“When COVID hit, there was a massive brain drain out of the travel industry because income streams were hit almost overnight,” stated Nicola Spoor, Chair of the advisory committee on ICAEW’s Tourism and Hospitality Community. “If you think about it, COVID has removed three years of trading income for the travel industry.”
The three years can be broken down into two broad categories of loss: the first due to travel bans between 2019-2020, and the second due to holidays that could possibly go ahead in 2021 and relate to bookings customers have already made rolled over from previous years.
According to the World Travel & Tourism Council, in 2019 the sector contributed 10.1% towards the UK’s GDP and supported 4.3 million jobs, representing 12% of total employment. However, the pandemic and subsequent COVID travel bans and lockdown have devastated the industry, resulting in an estimated 62 million job losses worldwide.
Reacting to the de facto closure of their industry, travel and tourism firms were forced to lower overheads as quickly as feasibly possible, resulting in a huge number of redundancies.
“Operators had no option because they couldn't sustain their overheads on a fraction of their normal income,” said Spoor. “But that means their industry has been brain-drained of essential positions like marketers, developers, product managers, marketing, travel, PR and managing directors.”

## WHAT YOU HAVE TO DO:
Can you reproduce, word for word, the part of the travel industry passage that begins at the words "Reacting to the" and stops after "number of redundancies."?

## DATA SECTION:

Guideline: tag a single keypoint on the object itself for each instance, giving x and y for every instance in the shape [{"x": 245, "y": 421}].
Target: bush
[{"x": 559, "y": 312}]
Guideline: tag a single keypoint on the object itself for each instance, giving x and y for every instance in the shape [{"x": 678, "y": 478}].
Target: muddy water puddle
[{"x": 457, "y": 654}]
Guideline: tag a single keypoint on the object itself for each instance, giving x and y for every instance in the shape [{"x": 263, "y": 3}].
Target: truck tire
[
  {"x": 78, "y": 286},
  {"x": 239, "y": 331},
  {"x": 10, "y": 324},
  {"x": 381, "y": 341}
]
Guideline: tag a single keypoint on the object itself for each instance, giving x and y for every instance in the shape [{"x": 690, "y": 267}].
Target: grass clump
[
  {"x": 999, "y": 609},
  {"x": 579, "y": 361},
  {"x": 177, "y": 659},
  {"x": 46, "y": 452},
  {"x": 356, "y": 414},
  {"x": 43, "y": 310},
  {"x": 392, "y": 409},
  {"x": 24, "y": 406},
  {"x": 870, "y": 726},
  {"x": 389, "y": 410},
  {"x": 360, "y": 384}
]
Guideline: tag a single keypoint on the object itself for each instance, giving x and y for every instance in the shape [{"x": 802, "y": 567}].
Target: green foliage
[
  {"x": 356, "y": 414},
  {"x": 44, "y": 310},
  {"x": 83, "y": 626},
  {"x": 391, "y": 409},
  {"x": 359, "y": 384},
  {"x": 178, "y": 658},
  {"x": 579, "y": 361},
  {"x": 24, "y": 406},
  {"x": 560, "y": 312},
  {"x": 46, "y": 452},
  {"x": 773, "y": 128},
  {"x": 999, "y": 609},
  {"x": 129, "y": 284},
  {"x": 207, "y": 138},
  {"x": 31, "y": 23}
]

## SOLVED EXERCISE:
Reacting to the de facto closure of their industry, travel and tourism firms were forced to lower overheads as quickly as feasibly possible, resulting in a huge number of redundancies.